##### GIVEN TEXT

It was hard to witness and sadly, I enter into just such a scene or variations thereof on a regular basis now.  I see the ravaged lives that recession causes, but in my experience much of it is preventable.  If we could just get past the attachment to things...that desire for more and bigger.  I know my view is a jaded one and I couldn't help but think this poor girl was hanging onto things for comfort as everything around her fell apart.  I get it.  My last words to her were "Lori....they're just things....let them go.  You don't have a choice."

I realize those words could be interpreted as self-serving, but they weren't.  I really wanted her to see the world for just a moment through the eyes of someone who deals with this sort of thing almost daily.  Lori looked up at me, attempting to compose herself, and said...slowly..."This stuff is weighing me down.  It's keeping me from moving on and I don't know what to do about it."  She wasn't hearing me at all and I felt powerless to do anything about it.  She murmured something about going back to Spain and I told her that she should do just that.  I apologized for not being able to help her, wished her good luck and before I left, I heard her say "You were my last shot.  I thought for sure you could help me.  I got all this stuff together for you."

One of the things I learned quickly is that in business, you NEVER, EVER let emotions dictate business decisions.  Lori was paralyzed.  I couldn't help her.  Chances are that by the time she understood about letting things go, it would be too late.

Enjoy Spain, Lori.  Start again.  Don't get attached to things. That goes for everyone.

Are a few pieces of furniture worth this sort of anguish?

##########
##### RECORDS

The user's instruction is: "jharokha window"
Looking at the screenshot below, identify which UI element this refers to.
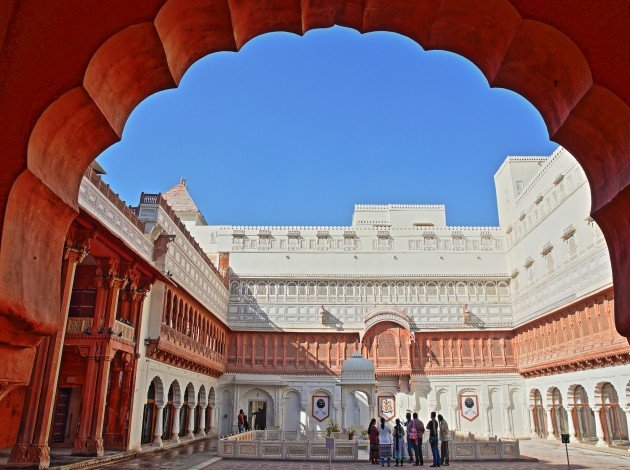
[68,289,96,317]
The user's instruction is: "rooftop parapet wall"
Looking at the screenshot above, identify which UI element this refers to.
[137,193,228,322]
[79,168,153,264]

##########

• [OBJECTIVES]
a: In the passage about Lori, what place does Lori murmur about going back to?
b: Please write out the passage about Lori starting with "One of the things" and going on through "goes for everyone.", swapping "paralyzed" for "frozen".
The entries aren't needed for this.

• [ANSWERS PER TASK]
a: Spain.

b:
One of the things I learned quickly is that in business, you NEVER, EVER let emotions dictate business decisions.  Lori was frozen.  I couldn't help her.  Chances are that by the time she understood about letting things go, it would be too late.

Enjoy Spain, Lori.  Start again.  Don't get attached to things. That goes for everyone.